> What you have to do: Copy the lines of the material below word for word, starting with the line that contains "sunlit water patch?" and ending after the line that contains "top-left (119, 107), bottom-right (208, 182)".
-=-=-=-=-
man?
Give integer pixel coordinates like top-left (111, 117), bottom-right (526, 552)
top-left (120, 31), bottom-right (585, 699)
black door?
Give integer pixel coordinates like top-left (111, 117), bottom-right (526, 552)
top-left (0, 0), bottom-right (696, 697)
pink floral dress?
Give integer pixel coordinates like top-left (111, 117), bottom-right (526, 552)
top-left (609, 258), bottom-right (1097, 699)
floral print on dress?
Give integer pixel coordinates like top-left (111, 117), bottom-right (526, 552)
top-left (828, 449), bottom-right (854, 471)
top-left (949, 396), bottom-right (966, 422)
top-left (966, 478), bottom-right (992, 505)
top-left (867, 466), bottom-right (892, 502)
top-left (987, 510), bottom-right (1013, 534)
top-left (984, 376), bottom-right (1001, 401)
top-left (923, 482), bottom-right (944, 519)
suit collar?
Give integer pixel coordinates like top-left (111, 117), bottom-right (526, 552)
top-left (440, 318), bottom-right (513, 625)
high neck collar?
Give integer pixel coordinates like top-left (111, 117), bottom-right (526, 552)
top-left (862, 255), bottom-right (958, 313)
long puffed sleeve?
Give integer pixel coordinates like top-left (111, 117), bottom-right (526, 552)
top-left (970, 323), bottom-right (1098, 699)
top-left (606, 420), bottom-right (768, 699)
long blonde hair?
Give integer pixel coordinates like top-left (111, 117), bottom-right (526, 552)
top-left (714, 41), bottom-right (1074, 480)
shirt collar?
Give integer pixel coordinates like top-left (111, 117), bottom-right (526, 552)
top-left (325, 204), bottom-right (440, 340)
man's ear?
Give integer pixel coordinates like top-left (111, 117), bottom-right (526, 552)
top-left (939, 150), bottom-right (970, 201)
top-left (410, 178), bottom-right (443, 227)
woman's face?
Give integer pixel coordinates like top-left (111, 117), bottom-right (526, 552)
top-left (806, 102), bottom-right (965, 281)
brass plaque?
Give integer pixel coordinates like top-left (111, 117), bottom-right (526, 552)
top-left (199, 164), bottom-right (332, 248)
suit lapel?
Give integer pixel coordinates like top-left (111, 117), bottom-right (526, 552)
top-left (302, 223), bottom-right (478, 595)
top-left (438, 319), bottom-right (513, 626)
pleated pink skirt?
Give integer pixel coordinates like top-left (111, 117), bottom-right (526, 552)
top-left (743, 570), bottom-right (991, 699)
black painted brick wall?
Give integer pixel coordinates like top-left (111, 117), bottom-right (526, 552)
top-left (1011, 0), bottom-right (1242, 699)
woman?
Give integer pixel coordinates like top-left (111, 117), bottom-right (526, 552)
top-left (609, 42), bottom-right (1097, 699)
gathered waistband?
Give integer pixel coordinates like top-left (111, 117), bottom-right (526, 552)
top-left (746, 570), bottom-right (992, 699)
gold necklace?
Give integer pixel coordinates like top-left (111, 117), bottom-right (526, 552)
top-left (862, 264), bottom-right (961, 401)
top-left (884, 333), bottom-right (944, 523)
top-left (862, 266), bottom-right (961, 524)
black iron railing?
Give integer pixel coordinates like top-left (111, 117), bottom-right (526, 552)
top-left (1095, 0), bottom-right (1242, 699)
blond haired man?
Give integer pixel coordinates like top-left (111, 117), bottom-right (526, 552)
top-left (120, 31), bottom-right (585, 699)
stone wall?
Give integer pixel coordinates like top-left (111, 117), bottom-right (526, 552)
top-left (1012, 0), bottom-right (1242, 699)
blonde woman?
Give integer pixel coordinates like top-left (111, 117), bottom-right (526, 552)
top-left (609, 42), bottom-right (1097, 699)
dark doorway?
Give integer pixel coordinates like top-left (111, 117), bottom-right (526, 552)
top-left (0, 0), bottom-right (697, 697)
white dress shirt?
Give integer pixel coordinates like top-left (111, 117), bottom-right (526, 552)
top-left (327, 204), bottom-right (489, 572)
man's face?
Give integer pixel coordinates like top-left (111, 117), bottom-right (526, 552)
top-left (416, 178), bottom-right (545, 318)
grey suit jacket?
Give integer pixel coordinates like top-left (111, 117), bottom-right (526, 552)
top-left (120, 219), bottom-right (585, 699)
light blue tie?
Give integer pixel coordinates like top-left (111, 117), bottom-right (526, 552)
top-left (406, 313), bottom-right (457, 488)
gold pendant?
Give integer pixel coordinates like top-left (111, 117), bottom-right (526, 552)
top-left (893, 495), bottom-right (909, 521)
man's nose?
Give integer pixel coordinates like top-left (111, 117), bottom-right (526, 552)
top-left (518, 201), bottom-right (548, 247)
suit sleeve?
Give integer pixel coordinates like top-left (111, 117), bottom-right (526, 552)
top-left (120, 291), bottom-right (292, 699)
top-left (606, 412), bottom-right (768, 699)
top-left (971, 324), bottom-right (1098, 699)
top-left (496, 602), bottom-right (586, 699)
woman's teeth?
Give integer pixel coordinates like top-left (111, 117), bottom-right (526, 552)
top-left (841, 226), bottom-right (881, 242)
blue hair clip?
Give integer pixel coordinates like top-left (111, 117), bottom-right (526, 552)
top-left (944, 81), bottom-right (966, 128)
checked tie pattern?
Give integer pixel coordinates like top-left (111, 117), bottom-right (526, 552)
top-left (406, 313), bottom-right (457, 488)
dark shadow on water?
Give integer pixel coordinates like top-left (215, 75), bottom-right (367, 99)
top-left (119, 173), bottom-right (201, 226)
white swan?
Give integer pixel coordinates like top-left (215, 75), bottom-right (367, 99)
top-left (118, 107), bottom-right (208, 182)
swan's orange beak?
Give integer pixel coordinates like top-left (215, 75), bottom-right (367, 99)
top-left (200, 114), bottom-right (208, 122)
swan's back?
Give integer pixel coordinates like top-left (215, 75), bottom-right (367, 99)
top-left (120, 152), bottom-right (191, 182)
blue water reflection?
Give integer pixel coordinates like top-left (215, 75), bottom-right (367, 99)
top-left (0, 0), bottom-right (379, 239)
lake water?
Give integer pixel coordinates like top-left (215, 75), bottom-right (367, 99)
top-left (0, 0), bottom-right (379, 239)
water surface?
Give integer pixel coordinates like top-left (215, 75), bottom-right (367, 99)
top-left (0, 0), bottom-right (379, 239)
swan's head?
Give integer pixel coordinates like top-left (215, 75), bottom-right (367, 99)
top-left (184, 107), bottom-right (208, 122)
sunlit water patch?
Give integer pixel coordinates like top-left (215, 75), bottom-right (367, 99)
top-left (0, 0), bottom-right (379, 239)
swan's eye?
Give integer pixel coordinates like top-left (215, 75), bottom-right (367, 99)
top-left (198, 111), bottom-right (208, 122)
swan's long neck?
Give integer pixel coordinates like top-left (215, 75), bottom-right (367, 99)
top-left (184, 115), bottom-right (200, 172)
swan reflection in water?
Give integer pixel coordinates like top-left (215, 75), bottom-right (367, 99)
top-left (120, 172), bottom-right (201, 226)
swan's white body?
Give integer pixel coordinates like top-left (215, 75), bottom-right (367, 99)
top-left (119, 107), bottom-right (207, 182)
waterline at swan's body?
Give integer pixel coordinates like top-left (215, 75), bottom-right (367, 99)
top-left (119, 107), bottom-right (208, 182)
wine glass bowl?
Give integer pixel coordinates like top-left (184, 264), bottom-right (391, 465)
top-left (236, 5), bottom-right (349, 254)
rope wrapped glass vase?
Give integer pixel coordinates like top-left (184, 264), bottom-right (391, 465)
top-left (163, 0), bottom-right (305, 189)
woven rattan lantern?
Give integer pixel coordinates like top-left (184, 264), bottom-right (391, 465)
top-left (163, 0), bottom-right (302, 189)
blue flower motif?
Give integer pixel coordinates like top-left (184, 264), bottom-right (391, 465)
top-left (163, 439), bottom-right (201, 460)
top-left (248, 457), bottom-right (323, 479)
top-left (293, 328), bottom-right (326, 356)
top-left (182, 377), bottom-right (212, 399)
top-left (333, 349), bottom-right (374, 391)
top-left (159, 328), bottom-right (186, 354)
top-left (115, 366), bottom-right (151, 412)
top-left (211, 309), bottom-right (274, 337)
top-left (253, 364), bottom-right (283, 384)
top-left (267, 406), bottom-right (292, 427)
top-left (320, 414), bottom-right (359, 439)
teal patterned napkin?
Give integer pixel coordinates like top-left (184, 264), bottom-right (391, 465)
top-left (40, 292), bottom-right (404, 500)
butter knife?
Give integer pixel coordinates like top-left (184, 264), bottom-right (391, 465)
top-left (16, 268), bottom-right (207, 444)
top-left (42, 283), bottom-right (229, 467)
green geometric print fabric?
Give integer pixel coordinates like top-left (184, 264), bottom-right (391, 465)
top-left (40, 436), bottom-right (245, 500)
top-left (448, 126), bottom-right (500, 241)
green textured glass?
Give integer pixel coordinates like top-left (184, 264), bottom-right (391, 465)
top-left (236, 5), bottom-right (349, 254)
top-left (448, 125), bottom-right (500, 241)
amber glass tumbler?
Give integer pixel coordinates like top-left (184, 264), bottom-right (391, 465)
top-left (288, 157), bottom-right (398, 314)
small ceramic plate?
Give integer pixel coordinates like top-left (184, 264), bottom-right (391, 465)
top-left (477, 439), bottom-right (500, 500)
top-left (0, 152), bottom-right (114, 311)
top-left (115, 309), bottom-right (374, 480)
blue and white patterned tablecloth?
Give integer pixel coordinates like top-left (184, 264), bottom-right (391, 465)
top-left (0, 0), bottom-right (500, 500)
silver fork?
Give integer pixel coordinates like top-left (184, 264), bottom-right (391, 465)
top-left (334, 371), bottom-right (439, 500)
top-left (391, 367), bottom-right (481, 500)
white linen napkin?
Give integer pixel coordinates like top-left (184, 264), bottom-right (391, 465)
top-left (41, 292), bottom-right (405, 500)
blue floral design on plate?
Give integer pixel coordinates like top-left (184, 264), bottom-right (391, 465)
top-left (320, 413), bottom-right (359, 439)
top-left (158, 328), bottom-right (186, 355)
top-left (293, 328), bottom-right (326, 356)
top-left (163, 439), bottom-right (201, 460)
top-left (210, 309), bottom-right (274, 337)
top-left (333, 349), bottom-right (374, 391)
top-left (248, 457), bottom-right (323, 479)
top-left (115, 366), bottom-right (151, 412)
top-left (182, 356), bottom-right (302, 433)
-=-=-=-=-
> Reply:
sunlit water patch?
Give integer pixel coordinates like top-left (215, 75), bottom-right (367, 99)
top-left (0, 0), bottom-right (379, 239)
swan's eye?
Give integer pixel coordinates like top-left (215, 75), bottom-right (367, 99)
top-left (198, 111), bottom-right (208, 122)
swan's long neck?
Give integer pixel coordinates like top-left (215, 75), bottom-right (367, 99)
top-left (184, 115), bottom-right (200, 172)
swan reflection in water?
Give integer pixel coordinates like top-left (215, 75), bottom-right (367, 99)
top-left (120, 172), bottom-right (201, 226)
swan's white body?
Give integer pixel coordinates like top-left (215, 75), bottom-right (367, 99)
top-left (119, 107), bottom-right (207, 182)
waterline at swan's body?
Give integer pixel coordinates like top-left (215, 75), bottom-right (367, 99)
top-left (119, 107), bottom-right (208, 182)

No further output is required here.